Selected text:
....
This is a good time, while the soil is still moist, to pull those annual weeds like lamb’s quarters and rough nettle. If you can do this before they set seed, you will save yourself a lot of future headaches. And don’t forget young lamb’s quarters are delicious steamed with a dab of butter. Sorrel, too can be made into a tasty cream soup. I recommend Lee Peterson’s Field Guide to Edible Wild Plants for a thorough and handy identification book if you are new to wild foraging.

If you can, pull out every root and scrap of perennial weeds like yarrow, buttercups and especially quackgrass. Every little piece left behind will turn into a new plant, so don’t use the rototiller for this, especially while the soil is wet, or you will just be compounding the problem. It is best to just dig and rake thoroughly so as not to chop the roots too finely. If you have a bad patch, you can get to grips with it by digging over the soil roughly and planting a thick cover crop of buckwheat. When the buckwheat starts to flower, undersow it with another cover crop of oats and cut the buckwheat down, usually around the middle of August. The oats will sprout under the buckwheat and further crowd out the weeds. They will winter kill and leave a nice clean bed for spring planting. You lose a growing season this way, but you would waste most of it anyway fighting the weeds with a bad infestation. This is also a good way to prepare the soil for a planned new garden bed.

Buckwheat  Photo: Karelj – CC BY-SA 3.0 via Wikimedia Commons

It is also now time to take care of added fertility needs. Top dress all your alliums – onions, leeks and garlic — with compost. They are heavy feeders and need the nitrogen. If you want to fertilize trees and shrubs, feed them with compost now so they can harden off any new growth well before the autumn. You shouldn’t fertilize them at all after the middle of July, except possibly with a foliar feed. The resulting lush, fleshy growth will only winter kill. People used to recommend fertilizing lettuces and spinach with manure or compost tea, but current thinking is that this is too likely to cause contamination by e. coli. If my lettuces need perking up I use a fish fertilizer instead. I also like to top dress my beets with compost if I have enough compost – but first I thin them to avoid cross-contamination and eat the greens.
....
Data excerpt:
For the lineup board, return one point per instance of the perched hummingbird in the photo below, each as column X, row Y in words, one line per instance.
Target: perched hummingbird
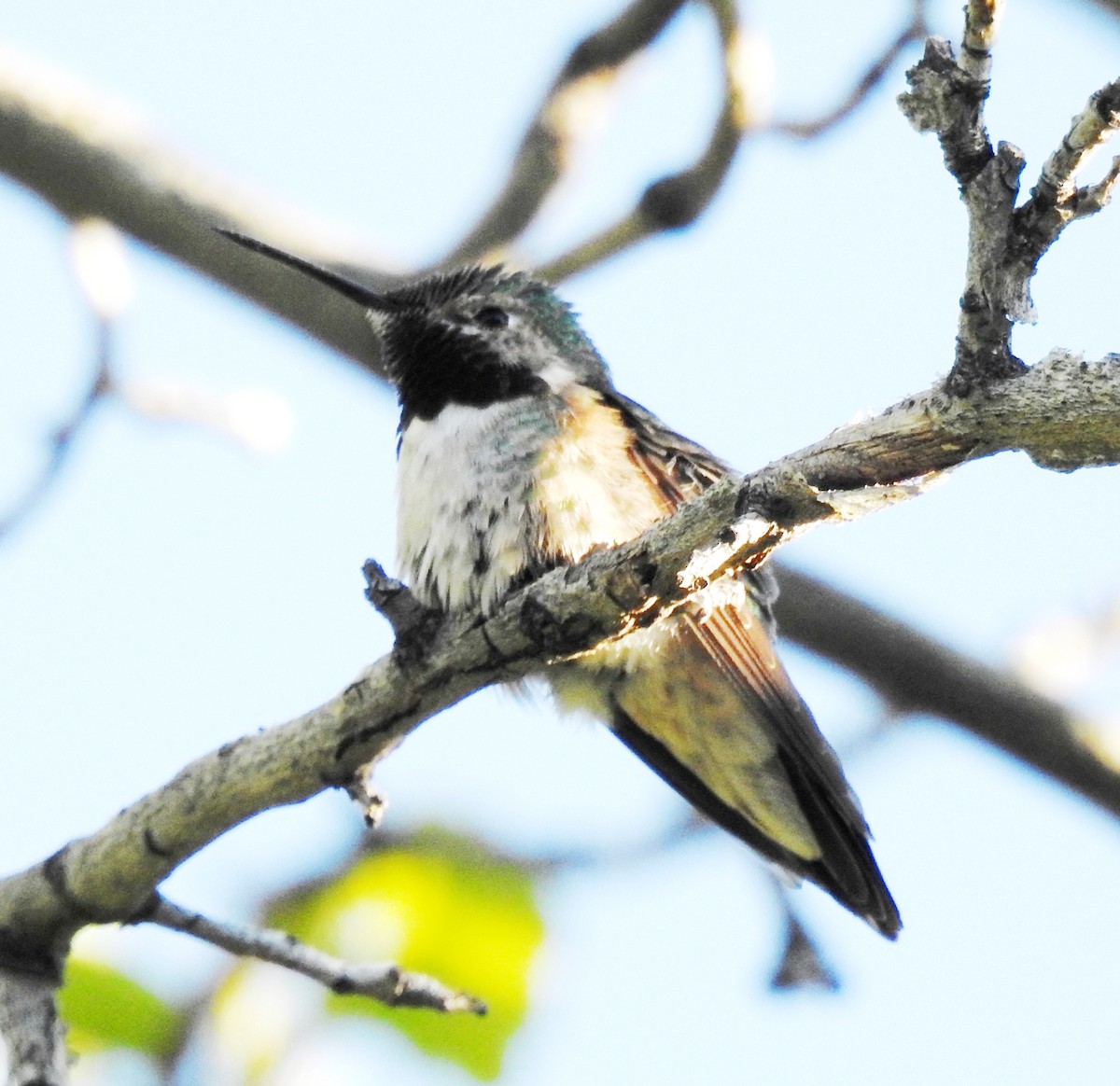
....
Instructions for the task:
Do these statements agree with the gardening text? For each, answer yes or no and quote the exact words from the text that decide it.
(a) The text advises using a rototiller to clear out perennial weeds like quackgrass.
(b) The oats sown under the buckwheat will die over the winter.
(c) The text recommends feeding lettuces with compost tea.

Task result:
(a) No: "don’t use the rototiller for this"
(b) Yes: "They will winter kill and leave a nice clean bed for spring planting."
(c) No: "current thinking is that this is too likely to cause contamination by e. coli"